Psychology of Learning

Module 08: Sports Psychology

Part 3: Theories of Motor Skills Learning

Looking Back

In Parts 1 & 2, we explored motor learning’s practical dimensions—how skills are acquired through feedback, refined through distributed practice, & transferred across tasks. We examined the Yerkes-Dodson Law & mental imagery. These principles describe what works in motor learning but don’t fully explain how motor learning works. How does feedback create lasting skill improvements? What changes in the brain during practice? How do separate movements become integrated into smooth sequences? Theoretical frameworks provide mechanistic explanations for motor learning phenomena.

Adams’s Two-Stage Theory: Perceptual Traces & Motor Traces

Jack Adams (1971) proposed an influential theory explaining how knowledge of results enables motor learning. His theory distinguishes two types of memory representations developed through practice: perceptual traces & motor traces. Understanding these concepts requires analogy to control system theory.

Control System Analogy: The Thermostat

Consider a home thermostat controlling temperature. You set the thermostat to 72 degrees—this is the reference input, the desired state. The thermostat continuously measures actual room temperature through sensors—this is feedback. When actual temperature differs from the reference input (72 degrees), the system generates an error signal. If the room is 68 degrees, the error is -4 degrees; the system activates heating. If the room is 75 degrees, the error is +3 degrees; the system activates cooling. The action system (furnace or air conditioner) works to minimize error, bringing actual state closer to the reference input.

Adams proposed that motor learning operates similarly, with two critical components corresponding to control system elements.

The Perceptual Trace: Your Internal Reference Standard

The perceptual trace corresponds to the reference input of control system theory. It represents the learner’s memory of what correct performance should feel like—the sensory feedback associated with successful movements. The perceptual trace is the internal standard against which performance is compared (Adams, 1971).

Supplied information –
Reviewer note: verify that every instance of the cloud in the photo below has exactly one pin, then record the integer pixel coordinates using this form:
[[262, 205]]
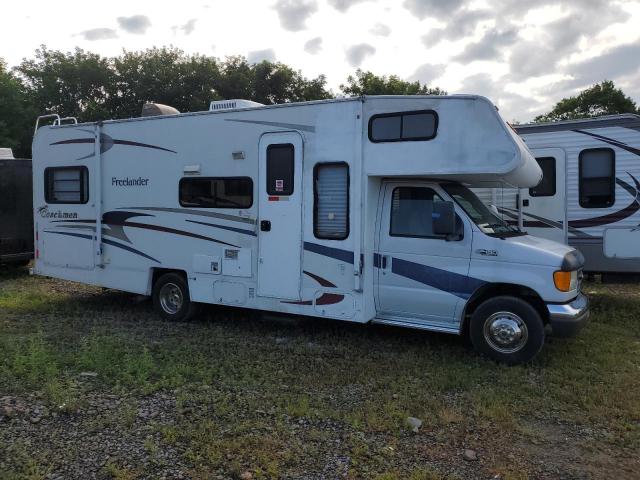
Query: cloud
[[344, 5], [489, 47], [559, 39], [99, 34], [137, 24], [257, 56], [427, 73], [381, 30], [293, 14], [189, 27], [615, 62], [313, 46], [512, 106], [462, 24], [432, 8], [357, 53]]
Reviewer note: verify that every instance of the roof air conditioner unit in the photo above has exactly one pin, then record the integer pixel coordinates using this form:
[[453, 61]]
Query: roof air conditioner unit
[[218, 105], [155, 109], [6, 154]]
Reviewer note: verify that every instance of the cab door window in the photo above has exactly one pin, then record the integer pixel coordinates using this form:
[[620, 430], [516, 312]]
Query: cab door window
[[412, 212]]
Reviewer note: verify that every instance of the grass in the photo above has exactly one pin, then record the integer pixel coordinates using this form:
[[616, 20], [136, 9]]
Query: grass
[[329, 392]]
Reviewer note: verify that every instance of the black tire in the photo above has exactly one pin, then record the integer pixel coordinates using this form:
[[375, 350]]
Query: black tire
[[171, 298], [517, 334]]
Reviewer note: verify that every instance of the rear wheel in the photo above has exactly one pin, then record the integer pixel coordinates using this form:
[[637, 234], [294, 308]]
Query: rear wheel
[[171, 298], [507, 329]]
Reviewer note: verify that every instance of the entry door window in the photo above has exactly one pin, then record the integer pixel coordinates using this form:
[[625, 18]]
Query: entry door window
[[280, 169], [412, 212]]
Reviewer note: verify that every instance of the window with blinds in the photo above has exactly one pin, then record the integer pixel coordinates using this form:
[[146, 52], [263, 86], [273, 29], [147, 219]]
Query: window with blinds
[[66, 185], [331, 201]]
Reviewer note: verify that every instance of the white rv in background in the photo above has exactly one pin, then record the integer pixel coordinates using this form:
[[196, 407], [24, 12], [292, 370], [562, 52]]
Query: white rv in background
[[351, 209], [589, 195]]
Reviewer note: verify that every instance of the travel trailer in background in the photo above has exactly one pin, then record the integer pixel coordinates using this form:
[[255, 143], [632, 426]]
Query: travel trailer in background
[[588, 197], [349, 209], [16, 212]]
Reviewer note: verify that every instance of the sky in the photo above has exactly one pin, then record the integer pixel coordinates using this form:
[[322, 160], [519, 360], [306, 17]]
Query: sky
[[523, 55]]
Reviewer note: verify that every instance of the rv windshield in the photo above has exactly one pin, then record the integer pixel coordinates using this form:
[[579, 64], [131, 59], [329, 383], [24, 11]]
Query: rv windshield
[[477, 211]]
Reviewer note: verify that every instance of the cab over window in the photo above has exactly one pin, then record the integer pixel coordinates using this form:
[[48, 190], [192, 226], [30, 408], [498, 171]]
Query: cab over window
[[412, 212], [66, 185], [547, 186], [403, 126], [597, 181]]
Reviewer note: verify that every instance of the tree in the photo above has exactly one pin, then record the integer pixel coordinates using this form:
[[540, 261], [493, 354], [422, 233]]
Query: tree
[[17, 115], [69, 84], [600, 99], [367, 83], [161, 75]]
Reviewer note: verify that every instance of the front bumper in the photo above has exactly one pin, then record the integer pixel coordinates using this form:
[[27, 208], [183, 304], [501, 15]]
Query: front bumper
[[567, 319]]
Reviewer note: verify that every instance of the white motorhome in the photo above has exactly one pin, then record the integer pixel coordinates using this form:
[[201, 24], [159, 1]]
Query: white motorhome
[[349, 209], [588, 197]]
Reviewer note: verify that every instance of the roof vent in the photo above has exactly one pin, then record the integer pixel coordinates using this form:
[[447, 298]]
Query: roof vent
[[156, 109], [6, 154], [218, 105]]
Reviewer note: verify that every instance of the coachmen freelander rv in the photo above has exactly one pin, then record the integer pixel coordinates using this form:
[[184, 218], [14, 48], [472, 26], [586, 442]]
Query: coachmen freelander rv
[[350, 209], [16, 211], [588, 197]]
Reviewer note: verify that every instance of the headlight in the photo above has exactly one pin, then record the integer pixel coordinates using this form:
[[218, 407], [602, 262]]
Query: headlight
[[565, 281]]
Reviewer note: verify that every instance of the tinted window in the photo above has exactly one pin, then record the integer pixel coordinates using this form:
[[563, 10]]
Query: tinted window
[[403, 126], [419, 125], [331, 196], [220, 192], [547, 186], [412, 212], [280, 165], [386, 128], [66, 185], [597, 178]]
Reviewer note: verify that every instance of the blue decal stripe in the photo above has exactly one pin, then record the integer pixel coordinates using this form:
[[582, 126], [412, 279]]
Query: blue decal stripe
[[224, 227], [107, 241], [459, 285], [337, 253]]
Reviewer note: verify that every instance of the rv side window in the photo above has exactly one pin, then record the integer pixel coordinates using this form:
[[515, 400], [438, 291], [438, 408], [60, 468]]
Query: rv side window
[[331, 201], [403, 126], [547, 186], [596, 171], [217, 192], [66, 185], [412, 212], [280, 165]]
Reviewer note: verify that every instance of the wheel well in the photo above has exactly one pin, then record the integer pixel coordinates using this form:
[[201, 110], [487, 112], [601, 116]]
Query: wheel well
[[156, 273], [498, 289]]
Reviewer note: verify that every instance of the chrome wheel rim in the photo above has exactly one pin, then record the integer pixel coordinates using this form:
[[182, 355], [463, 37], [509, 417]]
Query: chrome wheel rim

Task objective – Reproduce word for word the section of the motor learning passage that opens with the words containing "The Perceptual Trace: Your" and closes with "compared (Adams, 1971).". The items have no role here.

Finished exercise –
The Perceptual Trace: Your Internal Reference Standard

The perceptual trace corresponds to the reference input of control system theory. It represents the learner’s memory of what correct performance should feel like—the sensory feedback associated with successful movements. The perceptual trace is the internal standard against which performance is compared (Adams, 1971).